Dataset entries
++++++++
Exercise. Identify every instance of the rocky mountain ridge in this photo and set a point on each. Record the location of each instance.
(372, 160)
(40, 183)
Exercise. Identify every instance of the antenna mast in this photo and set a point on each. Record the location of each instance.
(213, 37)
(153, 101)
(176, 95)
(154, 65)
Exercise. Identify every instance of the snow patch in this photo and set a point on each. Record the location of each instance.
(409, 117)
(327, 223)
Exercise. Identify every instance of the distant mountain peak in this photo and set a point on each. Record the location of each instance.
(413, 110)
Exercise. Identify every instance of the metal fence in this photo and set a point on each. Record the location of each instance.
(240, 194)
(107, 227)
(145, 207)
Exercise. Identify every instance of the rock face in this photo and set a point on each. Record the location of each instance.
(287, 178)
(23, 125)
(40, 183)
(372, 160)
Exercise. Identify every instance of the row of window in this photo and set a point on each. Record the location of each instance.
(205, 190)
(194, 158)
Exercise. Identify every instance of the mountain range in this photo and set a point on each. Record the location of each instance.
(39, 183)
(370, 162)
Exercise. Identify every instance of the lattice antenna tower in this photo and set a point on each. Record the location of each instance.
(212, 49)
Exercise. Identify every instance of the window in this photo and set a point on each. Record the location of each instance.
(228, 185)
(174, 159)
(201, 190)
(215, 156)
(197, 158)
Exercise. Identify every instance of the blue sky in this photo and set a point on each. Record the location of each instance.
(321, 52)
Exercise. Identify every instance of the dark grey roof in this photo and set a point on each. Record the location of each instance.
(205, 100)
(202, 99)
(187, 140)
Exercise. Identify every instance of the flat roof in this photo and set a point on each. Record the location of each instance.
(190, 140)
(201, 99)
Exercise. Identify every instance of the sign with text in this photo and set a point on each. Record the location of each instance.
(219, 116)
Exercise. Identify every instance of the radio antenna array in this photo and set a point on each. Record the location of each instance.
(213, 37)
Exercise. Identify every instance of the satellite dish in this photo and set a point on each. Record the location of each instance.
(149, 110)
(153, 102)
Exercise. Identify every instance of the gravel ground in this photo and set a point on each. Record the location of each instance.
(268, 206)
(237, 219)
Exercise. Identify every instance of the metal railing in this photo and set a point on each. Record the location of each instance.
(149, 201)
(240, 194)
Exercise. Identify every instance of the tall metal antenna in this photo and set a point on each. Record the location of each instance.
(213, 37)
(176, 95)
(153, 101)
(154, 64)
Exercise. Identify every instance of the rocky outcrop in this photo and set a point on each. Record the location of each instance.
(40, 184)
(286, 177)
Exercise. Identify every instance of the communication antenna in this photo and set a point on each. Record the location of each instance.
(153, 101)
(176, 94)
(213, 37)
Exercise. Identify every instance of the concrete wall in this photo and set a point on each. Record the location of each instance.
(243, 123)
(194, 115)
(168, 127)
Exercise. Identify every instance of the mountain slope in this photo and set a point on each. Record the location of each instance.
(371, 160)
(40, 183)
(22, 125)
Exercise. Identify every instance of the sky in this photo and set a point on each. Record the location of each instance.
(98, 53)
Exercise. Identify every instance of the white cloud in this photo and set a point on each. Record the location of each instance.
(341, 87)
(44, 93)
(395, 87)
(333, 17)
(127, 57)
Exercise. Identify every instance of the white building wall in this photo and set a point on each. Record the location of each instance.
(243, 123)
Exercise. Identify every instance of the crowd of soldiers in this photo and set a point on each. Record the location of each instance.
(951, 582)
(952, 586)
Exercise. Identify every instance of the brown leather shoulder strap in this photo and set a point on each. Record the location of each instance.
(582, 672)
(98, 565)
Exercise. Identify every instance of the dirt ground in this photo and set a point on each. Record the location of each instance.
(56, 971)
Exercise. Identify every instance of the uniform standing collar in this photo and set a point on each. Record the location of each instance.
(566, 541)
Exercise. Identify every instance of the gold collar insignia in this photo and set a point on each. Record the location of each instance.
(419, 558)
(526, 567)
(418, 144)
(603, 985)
++++++++
Task requirements
Return the lines above, from the one containing "Exercise. Identify every instance of the dirt" to the end, exactly as they stand.

Full solution
Exercise. Identify every instance of the dirt ground in this photo and set a point on each. Record the location of each instance.
(56, 971)
Exercise. Identify every instance of the uniform standing collar in this photo and set a point on each. Record the location of each instance.
(566, 541)
Exercise. Identify every instance of the gold collar insignia in this photo and set a point on each. Record the location of each instance.
(419, 558)
(526, 567)
(418, 144)
(603, 985)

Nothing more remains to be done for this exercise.